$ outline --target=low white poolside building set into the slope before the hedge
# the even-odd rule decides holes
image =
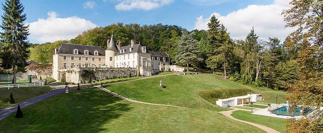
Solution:
[[[257,102],[261,101],[262,97],[260,94],[248,94],[245,96],[239,96],[239,97],[230,97],[226,99],[218,99],[216,101],[216,104],[220,107],[230,107],[230,106],[236,106],[241,104],[241,100],[245,100],[245,102],[248,102],[246,99],[250,98],[250,102]]]

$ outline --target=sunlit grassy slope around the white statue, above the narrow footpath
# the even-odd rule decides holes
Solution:
[[[159,81],[167,88],[159,88]],[[224,89],[224,88],[248,88],[255,93],[268,96],[275,101],[274,96],[279,96],[278,100],[284,101],[285,92],[274,90],[261,90],[245,86],[239,83],[223,80],[219,76],[212,74],[203,75],[170,75],[164,77],[149,78],[143,80],[129,81],[120,84],[112,84],[106,87],[125,97],[159,104],[170,104],[190,108],[209,108],[214,111],[228,110],[214,105],[198,95],[201,90]]]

+ + + +

Please copy every line in the entries where "target" appears.

* [Task solution]:
$ outline --target=low white poolside building set into the slope before the hedge
$ outline --target=sunlit grassy slope around the white statue, above the narrow footpath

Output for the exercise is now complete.